> [Source excerpt]:
"""

6. Compare the acceptance rates between those drivers who:

- go to bars more than once a month, had passengers that were not a kid, and were not widowed *OR*
- go to bars more than once a month and are under the age of 30 *OR*
- go to cheap restaurants more than 4 times a month and income is less than 50K. 



In [282]:
condition_not_widowed = (df2['maritalStatus'] != 'Widowed')
condition_age_under_30 = ((df2['age'] == '21') | (df2['age'] == '26'))
condition_income_less_than_50k = (
    (df2['income'] == "$25000 - $37499")
    | (df2['income'] == "$12500 - $24999")
    | (df2['income'] == "$37500 - $49999"))

condition_go_to_cheap_restaurant_more_than_4 = (
    (df2['RestaurantLessThan20'] != 'less1')
    & (df2['RestaurantLessThan20'] != '1~3')
)
 


condition_a = df2[
    (condition_bar_more_than_once 
    & condition_no_kid_passenger
    & condition_not_widowed) 
]

condition_b = df2[
    (condition_bar_more_than_once
    & condition_age_under_30)

"""

> [Given instruction 1]: In the notebook excerpt, condense the paragraph beginning "Compare the acceptance rates between those drivers who" into a short list.
The notebook excerpt has no connection to the listing that follows it.

> [Supplied entries]:

"""

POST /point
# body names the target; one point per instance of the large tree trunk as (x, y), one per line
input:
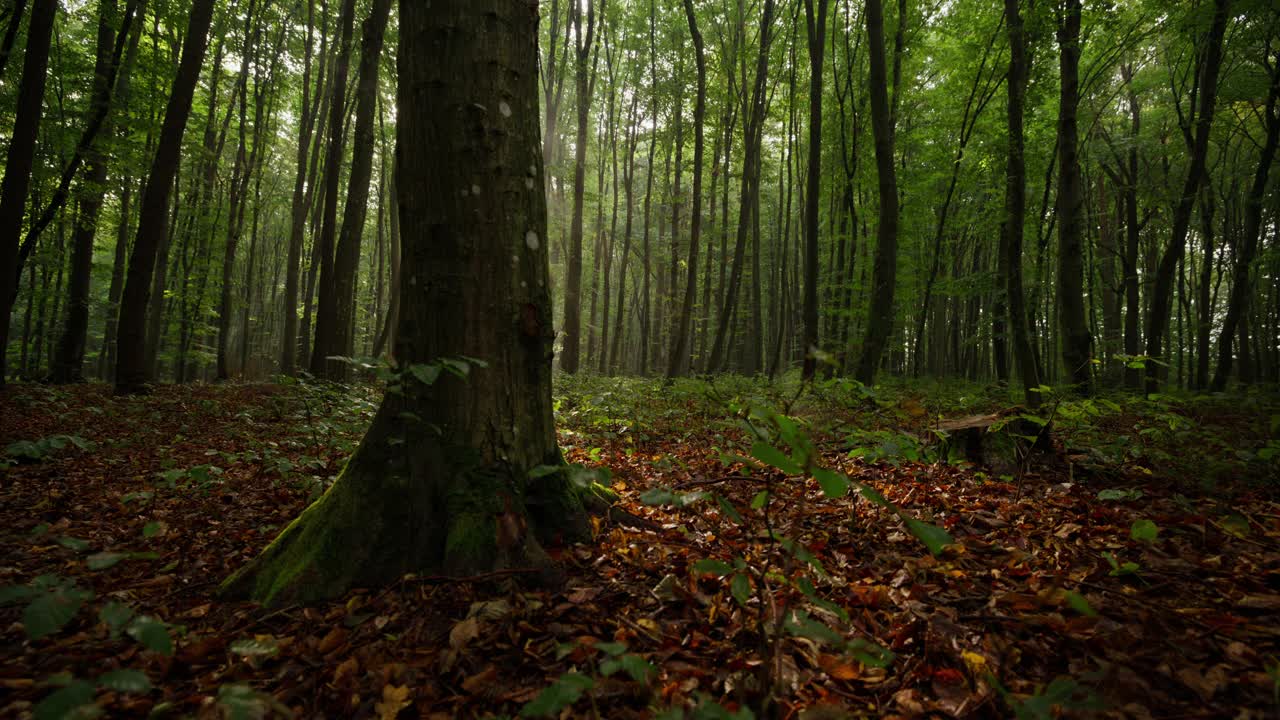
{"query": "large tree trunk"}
(21, 155)
(1077, 341)
(1015, 205)
(1161, 297)
(682, 340)
(816, 24)
(880, 323)
(132, 372)
(337, 302)
(1238, 304)
(451, 490)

"""

> [Given instruction 2]: Quote every line of the listing above, leaving out the picture.

> [Final answer 1]:
Compare acceptance rates for drivers who meet any of these conditions:
- Go to bars more than once a month, had passengers other than a kid, and are not widowed
- Go to bars more than once a month and are under 30
- Go to cheap restaurants more than 4 times a month and have an income under 50K

> [Final answer 2]:
POST /point
# body names the target; one point per instance of the large tree trunk as (x, y), one per line
input:
{"query": "large tree trunk"}
(21, 155)
(1077, 341)
(1015, 205)
(1161, 297)
(682, 340)
(816, 24)
(880, 323)
(132, 372)
(337, 302)
(1238, 304)
(451, 490)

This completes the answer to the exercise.